**** DATA ENTRIES

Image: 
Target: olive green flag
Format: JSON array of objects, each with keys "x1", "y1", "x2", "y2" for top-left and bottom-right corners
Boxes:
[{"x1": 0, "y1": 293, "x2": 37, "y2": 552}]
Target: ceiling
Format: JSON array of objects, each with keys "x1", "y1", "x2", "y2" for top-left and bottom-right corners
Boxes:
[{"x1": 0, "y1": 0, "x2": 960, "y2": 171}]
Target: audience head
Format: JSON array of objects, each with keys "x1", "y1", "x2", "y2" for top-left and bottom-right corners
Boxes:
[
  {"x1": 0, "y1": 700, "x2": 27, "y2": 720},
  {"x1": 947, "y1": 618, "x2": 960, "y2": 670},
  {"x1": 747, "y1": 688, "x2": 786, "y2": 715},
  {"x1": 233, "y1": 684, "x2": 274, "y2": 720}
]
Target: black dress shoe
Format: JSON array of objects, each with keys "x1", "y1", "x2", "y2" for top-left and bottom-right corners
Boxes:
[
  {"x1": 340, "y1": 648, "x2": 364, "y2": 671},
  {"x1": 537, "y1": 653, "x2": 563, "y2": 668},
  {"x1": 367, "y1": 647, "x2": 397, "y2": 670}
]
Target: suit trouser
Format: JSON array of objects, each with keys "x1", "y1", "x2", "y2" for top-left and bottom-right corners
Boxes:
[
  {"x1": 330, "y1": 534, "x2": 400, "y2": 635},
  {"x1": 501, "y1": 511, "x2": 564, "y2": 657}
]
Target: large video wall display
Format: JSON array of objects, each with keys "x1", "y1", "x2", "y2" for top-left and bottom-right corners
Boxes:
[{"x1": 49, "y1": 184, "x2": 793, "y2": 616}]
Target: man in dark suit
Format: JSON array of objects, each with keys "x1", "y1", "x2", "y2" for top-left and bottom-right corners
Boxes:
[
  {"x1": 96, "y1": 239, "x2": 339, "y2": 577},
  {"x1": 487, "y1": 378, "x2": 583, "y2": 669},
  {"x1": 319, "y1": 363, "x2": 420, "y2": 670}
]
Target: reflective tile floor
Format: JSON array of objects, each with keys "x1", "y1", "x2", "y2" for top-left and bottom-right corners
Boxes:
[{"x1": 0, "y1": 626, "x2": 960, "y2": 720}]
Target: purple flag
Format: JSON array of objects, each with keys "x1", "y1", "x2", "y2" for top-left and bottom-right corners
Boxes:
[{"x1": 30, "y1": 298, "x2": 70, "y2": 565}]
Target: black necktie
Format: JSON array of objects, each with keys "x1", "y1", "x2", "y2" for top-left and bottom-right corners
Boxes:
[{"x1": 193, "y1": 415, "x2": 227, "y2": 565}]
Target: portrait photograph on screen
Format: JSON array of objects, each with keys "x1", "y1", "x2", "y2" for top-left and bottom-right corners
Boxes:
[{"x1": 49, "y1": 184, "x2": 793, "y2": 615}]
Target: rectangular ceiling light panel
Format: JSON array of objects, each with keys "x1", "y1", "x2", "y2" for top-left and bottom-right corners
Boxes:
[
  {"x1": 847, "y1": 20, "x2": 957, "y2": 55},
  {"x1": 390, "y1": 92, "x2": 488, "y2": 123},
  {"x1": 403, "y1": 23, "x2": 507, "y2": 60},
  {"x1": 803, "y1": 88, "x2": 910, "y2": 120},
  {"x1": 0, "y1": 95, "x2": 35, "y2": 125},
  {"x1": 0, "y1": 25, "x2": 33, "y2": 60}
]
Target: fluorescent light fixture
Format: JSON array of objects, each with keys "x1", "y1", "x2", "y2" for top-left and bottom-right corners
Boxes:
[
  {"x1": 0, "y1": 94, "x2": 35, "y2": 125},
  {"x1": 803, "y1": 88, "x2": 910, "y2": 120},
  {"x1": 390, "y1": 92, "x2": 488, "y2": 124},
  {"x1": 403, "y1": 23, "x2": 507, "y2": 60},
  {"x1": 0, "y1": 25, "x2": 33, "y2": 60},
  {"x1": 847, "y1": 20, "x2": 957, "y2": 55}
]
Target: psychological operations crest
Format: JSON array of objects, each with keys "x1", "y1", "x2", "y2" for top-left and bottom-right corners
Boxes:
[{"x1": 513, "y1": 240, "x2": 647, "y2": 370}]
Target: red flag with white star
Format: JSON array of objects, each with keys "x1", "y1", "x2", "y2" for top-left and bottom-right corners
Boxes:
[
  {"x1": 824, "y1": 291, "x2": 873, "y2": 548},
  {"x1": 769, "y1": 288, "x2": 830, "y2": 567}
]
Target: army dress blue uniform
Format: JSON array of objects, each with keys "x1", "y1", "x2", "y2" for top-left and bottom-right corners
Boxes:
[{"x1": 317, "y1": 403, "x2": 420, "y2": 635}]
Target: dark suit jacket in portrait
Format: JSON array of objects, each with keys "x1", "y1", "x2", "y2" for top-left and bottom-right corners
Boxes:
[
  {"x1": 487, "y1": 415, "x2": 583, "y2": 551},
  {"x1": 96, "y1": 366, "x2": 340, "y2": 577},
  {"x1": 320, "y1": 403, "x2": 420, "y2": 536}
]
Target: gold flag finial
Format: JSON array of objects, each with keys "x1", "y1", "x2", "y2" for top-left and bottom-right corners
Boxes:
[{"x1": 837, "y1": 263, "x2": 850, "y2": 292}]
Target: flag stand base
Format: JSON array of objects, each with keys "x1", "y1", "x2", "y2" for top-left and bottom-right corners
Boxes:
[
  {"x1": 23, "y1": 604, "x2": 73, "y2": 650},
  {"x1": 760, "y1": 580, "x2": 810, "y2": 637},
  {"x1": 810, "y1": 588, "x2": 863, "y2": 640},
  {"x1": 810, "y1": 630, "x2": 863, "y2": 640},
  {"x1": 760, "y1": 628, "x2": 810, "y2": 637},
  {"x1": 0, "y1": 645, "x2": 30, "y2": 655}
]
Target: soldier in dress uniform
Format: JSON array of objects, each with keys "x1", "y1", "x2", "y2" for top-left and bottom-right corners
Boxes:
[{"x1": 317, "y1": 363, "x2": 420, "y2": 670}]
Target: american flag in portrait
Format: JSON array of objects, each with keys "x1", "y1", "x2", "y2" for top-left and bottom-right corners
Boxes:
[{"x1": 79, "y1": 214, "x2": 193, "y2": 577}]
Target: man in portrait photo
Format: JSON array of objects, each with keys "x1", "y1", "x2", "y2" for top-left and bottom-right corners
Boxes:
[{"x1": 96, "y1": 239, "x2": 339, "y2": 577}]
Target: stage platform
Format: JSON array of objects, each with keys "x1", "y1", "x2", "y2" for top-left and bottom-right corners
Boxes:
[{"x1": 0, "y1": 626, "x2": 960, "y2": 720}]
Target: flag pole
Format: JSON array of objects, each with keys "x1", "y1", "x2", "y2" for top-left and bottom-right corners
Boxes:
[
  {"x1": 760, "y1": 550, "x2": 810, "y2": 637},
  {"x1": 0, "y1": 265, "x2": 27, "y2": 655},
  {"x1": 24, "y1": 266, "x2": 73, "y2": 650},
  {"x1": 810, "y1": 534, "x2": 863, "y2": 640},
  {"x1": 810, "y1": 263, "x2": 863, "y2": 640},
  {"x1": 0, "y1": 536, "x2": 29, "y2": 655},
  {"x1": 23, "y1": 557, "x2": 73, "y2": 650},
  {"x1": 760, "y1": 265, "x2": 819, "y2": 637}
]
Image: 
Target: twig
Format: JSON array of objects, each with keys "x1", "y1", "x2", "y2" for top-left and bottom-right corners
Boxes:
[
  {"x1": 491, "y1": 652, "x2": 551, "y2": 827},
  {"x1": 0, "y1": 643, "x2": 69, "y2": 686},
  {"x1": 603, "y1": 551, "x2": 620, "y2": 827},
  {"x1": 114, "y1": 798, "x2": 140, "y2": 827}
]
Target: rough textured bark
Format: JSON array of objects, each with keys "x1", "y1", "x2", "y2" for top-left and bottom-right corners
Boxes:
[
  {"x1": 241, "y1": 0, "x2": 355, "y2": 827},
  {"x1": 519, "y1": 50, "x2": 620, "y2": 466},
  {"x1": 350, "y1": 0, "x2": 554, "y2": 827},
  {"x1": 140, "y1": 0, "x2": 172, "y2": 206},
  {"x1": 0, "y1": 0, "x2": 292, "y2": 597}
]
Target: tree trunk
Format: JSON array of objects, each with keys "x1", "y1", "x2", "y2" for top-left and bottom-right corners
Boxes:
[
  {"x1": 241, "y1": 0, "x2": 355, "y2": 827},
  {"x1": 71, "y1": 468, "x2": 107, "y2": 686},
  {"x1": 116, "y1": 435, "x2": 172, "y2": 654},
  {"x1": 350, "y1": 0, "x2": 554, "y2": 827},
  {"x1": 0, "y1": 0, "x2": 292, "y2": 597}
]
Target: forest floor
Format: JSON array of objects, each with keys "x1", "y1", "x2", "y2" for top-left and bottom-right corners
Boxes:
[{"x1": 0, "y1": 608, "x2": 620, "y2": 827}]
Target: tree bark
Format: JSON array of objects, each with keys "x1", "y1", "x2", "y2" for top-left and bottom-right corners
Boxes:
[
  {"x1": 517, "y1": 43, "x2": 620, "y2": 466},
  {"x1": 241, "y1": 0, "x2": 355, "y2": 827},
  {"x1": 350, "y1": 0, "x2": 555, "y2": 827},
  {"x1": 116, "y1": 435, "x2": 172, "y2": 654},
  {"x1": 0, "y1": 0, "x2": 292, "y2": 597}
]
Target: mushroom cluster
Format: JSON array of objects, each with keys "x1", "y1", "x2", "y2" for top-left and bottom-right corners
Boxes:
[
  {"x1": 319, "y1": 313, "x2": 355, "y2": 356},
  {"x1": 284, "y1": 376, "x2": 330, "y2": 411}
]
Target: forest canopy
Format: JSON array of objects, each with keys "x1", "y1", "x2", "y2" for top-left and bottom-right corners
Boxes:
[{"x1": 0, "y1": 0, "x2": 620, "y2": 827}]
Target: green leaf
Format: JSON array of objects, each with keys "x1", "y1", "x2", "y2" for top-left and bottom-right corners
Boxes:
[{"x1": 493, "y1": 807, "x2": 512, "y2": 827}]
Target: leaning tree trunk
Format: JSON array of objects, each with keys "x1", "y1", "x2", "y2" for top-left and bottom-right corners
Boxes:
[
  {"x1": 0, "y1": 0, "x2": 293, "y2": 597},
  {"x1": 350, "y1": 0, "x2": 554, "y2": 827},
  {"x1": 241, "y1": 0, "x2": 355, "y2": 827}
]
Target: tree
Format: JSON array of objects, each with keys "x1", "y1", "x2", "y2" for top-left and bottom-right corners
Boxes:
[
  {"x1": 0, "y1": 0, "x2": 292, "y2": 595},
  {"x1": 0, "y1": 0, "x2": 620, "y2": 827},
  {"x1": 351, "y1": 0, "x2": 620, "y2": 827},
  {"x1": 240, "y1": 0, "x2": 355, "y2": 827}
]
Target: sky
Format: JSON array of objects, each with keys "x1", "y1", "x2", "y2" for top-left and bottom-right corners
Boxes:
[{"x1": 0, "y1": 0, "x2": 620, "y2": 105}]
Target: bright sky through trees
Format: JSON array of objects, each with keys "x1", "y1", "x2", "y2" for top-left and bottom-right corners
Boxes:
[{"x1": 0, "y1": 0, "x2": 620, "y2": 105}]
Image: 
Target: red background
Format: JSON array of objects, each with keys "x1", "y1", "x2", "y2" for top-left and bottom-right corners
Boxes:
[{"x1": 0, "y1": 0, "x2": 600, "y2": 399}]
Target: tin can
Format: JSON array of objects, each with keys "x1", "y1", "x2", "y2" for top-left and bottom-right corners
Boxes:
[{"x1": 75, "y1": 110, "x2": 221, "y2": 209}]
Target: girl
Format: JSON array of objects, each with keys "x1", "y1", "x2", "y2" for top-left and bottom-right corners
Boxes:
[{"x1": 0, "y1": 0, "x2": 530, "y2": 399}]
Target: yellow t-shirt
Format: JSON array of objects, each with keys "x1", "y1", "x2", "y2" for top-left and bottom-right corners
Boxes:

********

__EXERCISE DESCRIPTION__
Output the lines from the line containing "Target: bright sky through trees" to the end, both included; add nothing.

__EXERCISE SOLUTION__
Target: bright sky through trees
Format: JSON array of objects, each with keys "x1", "y1", "x2", "y2" for top-left and bottom-right corners
Boxes:
[{"x1": 0, "y1": 0, "x2": 620, "y2": 105}]
Image: 
Target: red background
Format: JSON array of objects, each with keys "x1", "y1", "x2", "y2" for top-left and bottom-right corners
Boxes:
[{"x1": 0, "y1": 0, "x2": 600, "y2": 399}]
Target: tin can
Format: JSON array of objects, each with keys "x1", "y1", "x2", "y2" for top-left and bottom-right corners
Boxes:
[{"x1": 75, "y1": 110, "x2": 221, "y2": 209}]
Target: girl
Format: JSON array of objects, each with keys "x1", "y1", "x2", "y2" for top-left and bottom-right corners
Boxes:
[{"x1": 0, "y1": 0, "x2": 530, "y2": 399}]
Target: yellow t-shirt
Format: JSON array of objects, each with keys "x1", "y1", "x2", "y2" for top-left and bottom-right corners
Boxes:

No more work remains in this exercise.